# What is needed
The answer must be the complete listing, reproduced exactly.

# Data records

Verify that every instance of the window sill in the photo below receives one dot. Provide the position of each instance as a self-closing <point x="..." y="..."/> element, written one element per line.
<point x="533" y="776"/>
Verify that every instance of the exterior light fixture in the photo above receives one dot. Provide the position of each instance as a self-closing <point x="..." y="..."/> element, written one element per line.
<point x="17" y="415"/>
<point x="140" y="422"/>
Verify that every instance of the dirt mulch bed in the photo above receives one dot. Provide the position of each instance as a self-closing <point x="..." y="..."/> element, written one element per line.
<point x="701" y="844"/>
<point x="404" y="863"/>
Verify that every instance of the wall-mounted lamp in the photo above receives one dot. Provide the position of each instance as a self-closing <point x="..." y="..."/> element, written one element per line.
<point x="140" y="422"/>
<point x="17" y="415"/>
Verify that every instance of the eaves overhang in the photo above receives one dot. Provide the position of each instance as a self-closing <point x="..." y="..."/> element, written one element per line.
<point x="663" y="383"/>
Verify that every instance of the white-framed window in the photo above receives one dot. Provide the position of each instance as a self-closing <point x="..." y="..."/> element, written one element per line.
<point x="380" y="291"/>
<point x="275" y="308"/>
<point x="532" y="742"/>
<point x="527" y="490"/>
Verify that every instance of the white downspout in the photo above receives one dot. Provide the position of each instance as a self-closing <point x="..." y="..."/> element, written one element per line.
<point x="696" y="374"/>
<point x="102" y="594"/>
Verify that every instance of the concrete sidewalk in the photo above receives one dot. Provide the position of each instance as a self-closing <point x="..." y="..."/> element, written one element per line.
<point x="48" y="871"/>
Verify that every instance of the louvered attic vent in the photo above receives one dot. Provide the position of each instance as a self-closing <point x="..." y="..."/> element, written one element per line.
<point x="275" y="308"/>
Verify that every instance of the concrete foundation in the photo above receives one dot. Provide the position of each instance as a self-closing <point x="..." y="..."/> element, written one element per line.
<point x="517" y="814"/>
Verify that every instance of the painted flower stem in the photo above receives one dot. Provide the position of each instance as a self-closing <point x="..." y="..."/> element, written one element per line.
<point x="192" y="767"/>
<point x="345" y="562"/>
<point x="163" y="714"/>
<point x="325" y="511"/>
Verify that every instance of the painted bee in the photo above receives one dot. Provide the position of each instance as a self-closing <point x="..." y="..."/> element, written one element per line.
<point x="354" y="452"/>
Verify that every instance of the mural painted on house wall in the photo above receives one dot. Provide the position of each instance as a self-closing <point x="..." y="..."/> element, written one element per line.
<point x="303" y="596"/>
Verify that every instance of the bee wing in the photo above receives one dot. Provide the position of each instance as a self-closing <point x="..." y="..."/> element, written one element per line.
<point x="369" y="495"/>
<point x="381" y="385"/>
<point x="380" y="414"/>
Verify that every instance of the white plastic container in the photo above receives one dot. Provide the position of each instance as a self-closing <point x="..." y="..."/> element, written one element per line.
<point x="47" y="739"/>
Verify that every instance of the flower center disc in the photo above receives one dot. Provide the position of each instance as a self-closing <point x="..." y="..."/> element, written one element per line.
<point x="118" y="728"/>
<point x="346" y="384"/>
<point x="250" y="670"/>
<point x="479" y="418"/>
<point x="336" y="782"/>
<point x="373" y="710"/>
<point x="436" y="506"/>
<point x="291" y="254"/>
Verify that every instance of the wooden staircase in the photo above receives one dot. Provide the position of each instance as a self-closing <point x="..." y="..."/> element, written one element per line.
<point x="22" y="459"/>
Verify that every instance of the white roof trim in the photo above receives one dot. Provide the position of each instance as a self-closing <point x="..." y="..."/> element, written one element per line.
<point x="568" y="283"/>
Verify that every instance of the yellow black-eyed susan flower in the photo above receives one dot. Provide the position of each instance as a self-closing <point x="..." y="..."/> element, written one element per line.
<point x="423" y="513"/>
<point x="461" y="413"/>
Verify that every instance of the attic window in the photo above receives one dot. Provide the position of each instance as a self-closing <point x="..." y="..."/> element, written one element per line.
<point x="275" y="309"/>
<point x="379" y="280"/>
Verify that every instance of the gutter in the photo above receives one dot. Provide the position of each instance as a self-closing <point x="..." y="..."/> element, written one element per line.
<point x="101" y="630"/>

# Worked solution
Verify that every instance of the window sill in the photo below receives one dot. Provide the position of each instance as a self-closing <point x="..." y="..."/> element, written one element per line.
<point x="533" y="776"/>
Verify that every instance of the exterior light fixture in the photo above receives one dot. Provide the position of each instance as a self-closing <point x="..." y="..."/> element, written one element per line.
<point x="17" y="415"/>
<point x="140" y="422"/>
Verify that every instance of the dirt mulch bed in the photo above receives one dot. Provide the position of each instance as a self-closing <point x="..." y="..."/> element, written one element per line.
<point x="701" y="844"/>
<point x="404" y="863"/>
Verify that every instance of the wall-mounted lamp in the photo above receives one dot. Provide the position of each instance as a self-closing <point x="..." y="..."/> element, written one element per line.
<point x="140" y="422"/>
<point x="17" y="415"/>
Verify that every instance of the eaves overhang in the photo above receives one dot. Provide the position of each instance as a self-closing <point x="..." y="..."/> element, written one element per line.
<point x="663" y="383"/>
Verify that every instance of the white-framed window in the photo above receives one dot. Provide the position of each instance as a self-closing <point x="..." y="..."/> element, written one element per line.
<point x="380" y="291"/>
<point x="275" y="308"/>
<point x="532" y="742"/>
<point x="527" y="490"/>
Verify that every instance of the white downspout in the photo above receives one dot. Provide the position of each instance as a self-closing <point x="..." y="..."/> element, written one element per line.
<point x="696" y="374"/>
<point x="102" y="594"/>
Verify that every instance of the concrete sidewalk in the photo above receives one dot. Provide the position of each instance as a self-closing <point x="..." y="..."/> element, written one element per line.
<point x="48" y="871"/>
Verify that every instance of the louvered attic vent in the photo above receives one dot. Provide the position of each instance as a self-closing <point x="..." y="..."/> element, written one element per line.
<point x="275" y="308"/>
Verify that every instance of the concrete foundation in the photo above receives one dot. Provide the position of each instance as a self-closing <point x="..." y="..."/> element, written one element per line.
<point x="517" y="814"/>
Verify that every instance of the painted flower stem in the photo above receives one dot. Provide the position of each instance as a self-closing <point x="..." y="..."/> element, written one element per line.
<point x="192" y="767"/>
<point x="345" y="562"/>
<point x="163" y="714"/>
<point x="325" y="511"/>
Verify that every instance of the painted bee in the photo above receives one dot. Provide the position of each instance as a self-closing <point x="..." y="..."/> element, written one element per line.
<point x="354" y="452"/>
Verify that every instance of the mural painted on house wall in the photo above receives one dot. Provide the position of each instance as a self-closing <point x="..." y="..."/> element, written one element per line.
<point x="303" y="596"/>
Verify that every instance of the bee wing in the photo above receives one dot. Provide the position of each instance as a self-closing <point x="..." y="..."/> element, written one element per line.
<point x="369" y="495"/>
<point x="381" y="385"/>
<point x="380" y="414"/>
Verify that every instance of the white plastic container in the photo above receives one dot. Provide the position of each instance as a self-closing <point x="..." y="..."/> element, written one element per line.
<point x="47" y="739"/>
Verify that every instance of the flower center disc in the photo above receives one dot. Provide the position of each instance as a self-closing <point x="..." y="..."/> element, written one element per line.
<point x="118" y="728"/>
<point x="346" y="384"/>
<point x="250" y="670"/>
<point x="479" y="418"/>
<point x="336" y="782"/>
<point x="373" y="710"/>
<point x="436" y="506"/>
<point x="291" y="254"/>
Verify that every instance of the wooden staircase in the photo above receives one dot. Provide the position of each instance as a self-closing <point x="..." y="..."/> element, written one element per line.
<point x="22" y="459"/>
Verify that every instance of the white roof trim in the photo above receives one dot. Provide the position of each instance as a self-closing <point x="..." y="..."/> element, written one element per line.
<point x="568" y="283"/>
Verify that every instance of the yellow black-eyed susan flower in the photo above receives one dot. Provide the position of each instance as a self-closing <point x="..." y="..."/> element, written one element per line.
<point x="423" y="513"/>
<point x="461" y="413"/>
Verify that every instance of the attic window in the photo above receives one dot. Provide the position of each instance as a self-closing <point x="..." y="..."/> element, written one element per line.
<point x="275" y="309"/>
<point x="379" y="280"/>
Verify that every instance of the gutter in the photo above receives one dot. Provide the position of each instance as a self-closing <point x="..." y="..."/> element, written one element per line.
<point x="101" y="630"/>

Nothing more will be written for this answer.